What is needed => The records below need retyping in full; give them again exactly.

── Exercise data ──

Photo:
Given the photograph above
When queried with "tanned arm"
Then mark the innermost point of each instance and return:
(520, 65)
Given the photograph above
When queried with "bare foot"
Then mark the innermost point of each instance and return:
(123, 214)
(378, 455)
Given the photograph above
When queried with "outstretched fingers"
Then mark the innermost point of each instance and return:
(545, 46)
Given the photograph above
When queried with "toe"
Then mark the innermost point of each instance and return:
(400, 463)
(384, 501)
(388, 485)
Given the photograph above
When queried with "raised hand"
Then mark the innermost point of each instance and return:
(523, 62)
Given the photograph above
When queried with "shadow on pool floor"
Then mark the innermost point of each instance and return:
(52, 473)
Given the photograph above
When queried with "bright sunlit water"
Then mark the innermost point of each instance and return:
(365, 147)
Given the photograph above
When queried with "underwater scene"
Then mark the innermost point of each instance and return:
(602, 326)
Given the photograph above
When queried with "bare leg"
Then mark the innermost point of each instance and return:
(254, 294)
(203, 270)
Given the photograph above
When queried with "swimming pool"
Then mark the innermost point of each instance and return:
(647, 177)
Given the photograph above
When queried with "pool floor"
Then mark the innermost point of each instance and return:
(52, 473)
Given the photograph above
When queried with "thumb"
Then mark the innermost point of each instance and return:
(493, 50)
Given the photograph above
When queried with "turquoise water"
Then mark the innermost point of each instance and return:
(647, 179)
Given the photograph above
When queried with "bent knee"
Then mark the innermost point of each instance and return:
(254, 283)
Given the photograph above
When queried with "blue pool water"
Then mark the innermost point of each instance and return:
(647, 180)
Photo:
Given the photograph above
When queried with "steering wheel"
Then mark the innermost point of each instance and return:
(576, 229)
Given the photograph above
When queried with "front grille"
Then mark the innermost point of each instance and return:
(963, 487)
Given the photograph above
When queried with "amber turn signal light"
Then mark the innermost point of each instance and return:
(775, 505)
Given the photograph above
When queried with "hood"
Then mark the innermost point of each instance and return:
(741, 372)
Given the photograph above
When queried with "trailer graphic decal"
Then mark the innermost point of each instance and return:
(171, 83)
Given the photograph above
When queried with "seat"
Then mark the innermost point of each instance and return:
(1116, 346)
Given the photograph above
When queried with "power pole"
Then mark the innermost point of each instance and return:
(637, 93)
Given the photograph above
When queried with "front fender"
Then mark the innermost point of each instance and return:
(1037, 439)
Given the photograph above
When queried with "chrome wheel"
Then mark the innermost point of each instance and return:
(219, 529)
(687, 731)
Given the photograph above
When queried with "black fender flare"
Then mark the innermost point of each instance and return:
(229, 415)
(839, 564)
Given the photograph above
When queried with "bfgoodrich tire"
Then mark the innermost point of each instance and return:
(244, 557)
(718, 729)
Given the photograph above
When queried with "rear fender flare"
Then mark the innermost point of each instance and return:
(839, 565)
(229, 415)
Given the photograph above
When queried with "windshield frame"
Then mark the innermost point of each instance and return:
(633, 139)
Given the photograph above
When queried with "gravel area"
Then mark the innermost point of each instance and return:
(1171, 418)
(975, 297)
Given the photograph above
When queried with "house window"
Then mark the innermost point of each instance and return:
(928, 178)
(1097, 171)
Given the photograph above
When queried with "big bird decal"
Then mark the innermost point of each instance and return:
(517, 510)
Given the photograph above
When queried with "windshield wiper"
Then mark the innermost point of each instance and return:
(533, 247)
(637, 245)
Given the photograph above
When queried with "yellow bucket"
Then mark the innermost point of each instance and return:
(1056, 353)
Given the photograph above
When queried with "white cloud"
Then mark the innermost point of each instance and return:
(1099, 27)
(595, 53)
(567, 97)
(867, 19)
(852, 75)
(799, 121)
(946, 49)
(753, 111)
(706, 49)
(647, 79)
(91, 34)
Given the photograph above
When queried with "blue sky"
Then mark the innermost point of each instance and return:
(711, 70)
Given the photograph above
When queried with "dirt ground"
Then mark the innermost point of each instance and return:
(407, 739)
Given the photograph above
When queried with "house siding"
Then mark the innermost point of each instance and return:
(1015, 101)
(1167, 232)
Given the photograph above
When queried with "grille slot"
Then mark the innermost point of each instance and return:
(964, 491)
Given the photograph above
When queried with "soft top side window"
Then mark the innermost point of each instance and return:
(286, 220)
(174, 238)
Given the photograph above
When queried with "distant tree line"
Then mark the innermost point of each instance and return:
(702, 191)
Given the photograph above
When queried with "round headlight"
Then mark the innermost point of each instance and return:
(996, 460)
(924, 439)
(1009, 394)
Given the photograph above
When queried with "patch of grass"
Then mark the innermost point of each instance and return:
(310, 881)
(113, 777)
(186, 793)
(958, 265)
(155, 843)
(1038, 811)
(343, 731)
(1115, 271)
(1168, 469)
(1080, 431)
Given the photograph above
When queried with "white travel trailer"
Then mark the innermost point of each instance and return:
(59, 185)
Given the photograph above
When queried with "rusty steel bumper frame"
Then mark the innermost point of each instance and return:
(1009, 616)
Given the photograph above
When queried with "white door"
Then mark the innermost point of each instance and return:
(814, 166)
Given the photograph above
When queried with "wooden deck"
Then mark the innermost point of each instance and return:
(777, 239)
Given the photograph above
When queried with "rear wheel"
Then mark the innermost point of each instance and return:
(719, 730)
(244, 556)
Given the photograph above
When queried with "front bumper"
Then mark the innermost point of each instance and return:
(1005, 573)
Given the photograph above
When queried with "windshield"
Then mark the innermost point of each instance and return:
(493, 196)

───

Response =>
Photo:
Given the photograph above
When queried with "tanned arm"
Then mark the innermost point of each instance and return:
(520, 65)
Given the photograph above
When queried with "bare foot"
Then mark the innermost point of each instance and return:
(123, 214)
(378, 455)
Given the photograph above
When queried with "outstretched fingers"
Then mark the innermost point of each instance and return:
(545, 46)
Given the photograph above
When queried with "toe"
Then mark the innermost point of each instance and return:
(400, 463)
(384, 501)
(388, 485)
Given the photograph above
When queried with "raised hand"
Then mark the innermost point of each instance and return:
(523, 62)
Given the photograph above
When queried with "shadow on pool floor"
Then mark the innermost point of each instance and return:
(52, 473)
Given the photograph above
When queried with "bright sunlit water"
Then mark the innermost point of each instance and return:
(365, 147)
Given the photograph above
When queried with "underwater scene"
Then mark the innermost point of each instance and return:
(602, 326)
Given the photograph above
When queried with "bare leg"
Then mark the innermost point of each instance and return:
(254, 294)
(203, 270)
Given the photograph above
When queried with "swimming pool"
Then mark the innermost point of each instance and return:
(647, 177)
Given the photograph above
When queried with "pool floor"
Then mark the innermost point of each instance and return:
(52, 473)
Given the photograph above
When queried with "thumb"
Then mark the innermost point of each instance and return:
(493, 50)
Given the photograph above
When queried with "turquoise water"
Then mark the innermost point of each instance and return:
(647, 179)
Given the photograph above
When queried with "bent knee"
Then mark the innermost point of each instance and return:
(254, 283)
Given the photograph above
When queried with "blue pool water"
Then mark the innermost point of each instance and return:
(647, 180)
Photo:
Given the photograph above
When queried with "steering wheel"
Then mark the innermost point of each instance and return:
(576, 229)
Given the photograph above
When queried with "front grille"
Then mark the innermost point of each instance and return:
(963, 487)
Given the photograph above
When queried with "amber turn signal light"
Then mark the innermost point of each instance and return:
(775, 505)
Given the photograph above
When queried with "hood"
Then mark the innermost point of each instance and return:
(741, 372)
Given the photograph above
When queried with "trailer graphic decal"
Then mark the innermost point of each instance and return:
(171, 83)
Given the photograph above
When queried with "seat"
Then mark the innermost point of each instance and return:
(1116, 346)
Given the photograph above
When queried with "power pole"
Then mark the innermost point of each instance and return:
(637, 93)
Given the photograph above
When queried with "front fender"
Then mark the innermost point of each instance and return:
(1037, 439)
Given the photograph above
When queried with "chrome wheel"
Then mark the innermost point of each instance and return:
(219, 529)
(687, 731)
Given the photograph above
When queried with "black fender flare"
Then mark the innermost point of each instance and return:
(229, 415)
(839, 564)
Given the photograph above
When queried with "bfgoodrich tire"
Then mark the innermost point of each instance and return:
(244, 557)
(718, 729)
Given the photograph above
When queried with "rear fender flare"
Then mark the innermost point of each instance and return:
(839, 565)
(229, 415)
Given the photograph above
When queried with "windshield frame"
Then mark the innermost point of each instance and return:
(633, 139)
Given the photograph above
When queried with "gravel area"
Then mark the innermost point of each instance and return:
(1171, 418)
(975, 297)
Given the photograph above
When queried with "house window"
Then mark the innermost point of each instance and return:
(928, 178)
(1097, 171)
Given the photograph above
When queried with "big bird decal"
Then mark the innermost point of each instance and return:
(517, 510)
Given the photograph above
When queried with "windshield wiper"
Then mark the innermost point of each instance and return:
(533, 247)
(637, 245)
Given the photograph above
When queried with "yellow bucket"
Then mark the innermost point of each instance and return:
(1056, 353)
Given the photograph above
When queried with "white cloud"
Then mark the innermost point of each instance and return:
(1099, 27)
(595, 53)
(567, 97)
(867, 19)
(852, 75)
(799, 121)
(946, 49)
(753, 111)
(706, 49)
(647, 79)
(91, 34)
Given the photograph above
When queried with "blue sky"
Then mark the innermost point of each instance and return:
(711, 70)
Given the photograph above
When queried with "dirt ground"
Then mark the innermost point of each instance and return:
(407, 739)
Given the photograph above
When queried with "house siding"
Then mark the innermost point of each instance and return:
(1015, 101)
(1167, 232)
Given the photograph above
When queried with "grille slot"
Then mark the innermost point of each instance and return:
(964, 491)
Given the photograph above
When queried with "soft top side window"
Then mark the innermost point of each instance and return:
(286, 220)
(174, 238)
Given the photograph above
When queried with "distant tree line"
Then mark the innermost point of each instance and return:
(702, 191)
Given the photograph above
When queried with "round headlight"
Then mark the innermost point of each instance and return:
(996, 460)
(924, 439)
(1009, 394)
Given the photograph above
When queried with "patch of grass"
Then mark the innermost point of each instance and return:
(310, 881)
(113, 777)
(186, 793)
(958, 265)
(155, 843)
(1038, 811)
(343, 731)
(1115, 271)
(1168, 469)
(1080, 431)
Given the photograph above
When queried with "white travel trailer"
Then mark the innermost point of each instance and return:
(59, 185)
Given the photograph above
When queried with "rusty steel bumper frame"
Then mark the innermost point of each instance and return:
(1009, 616)
Given the photograph above
When queried with "white door"
Then mark the innermost point of each instance and return:
(814, 166)
Given the photograph above
When queried with "wooden deck"
Then mark the innermost point of each instance and return:
(777, 239)
Given the photograph above
When queried with "rear wheel"
Then mark the innermost point of each instance and return:
(719, 730)
(244, 556)
Given the photograph above
When queried with "front bumper"
Then mark the innermost point of each instance and return:
(1005, 573)
Given the photograph above
When queried with "windshield"
Then mark the innermost point of each instance and return:
(493, 196)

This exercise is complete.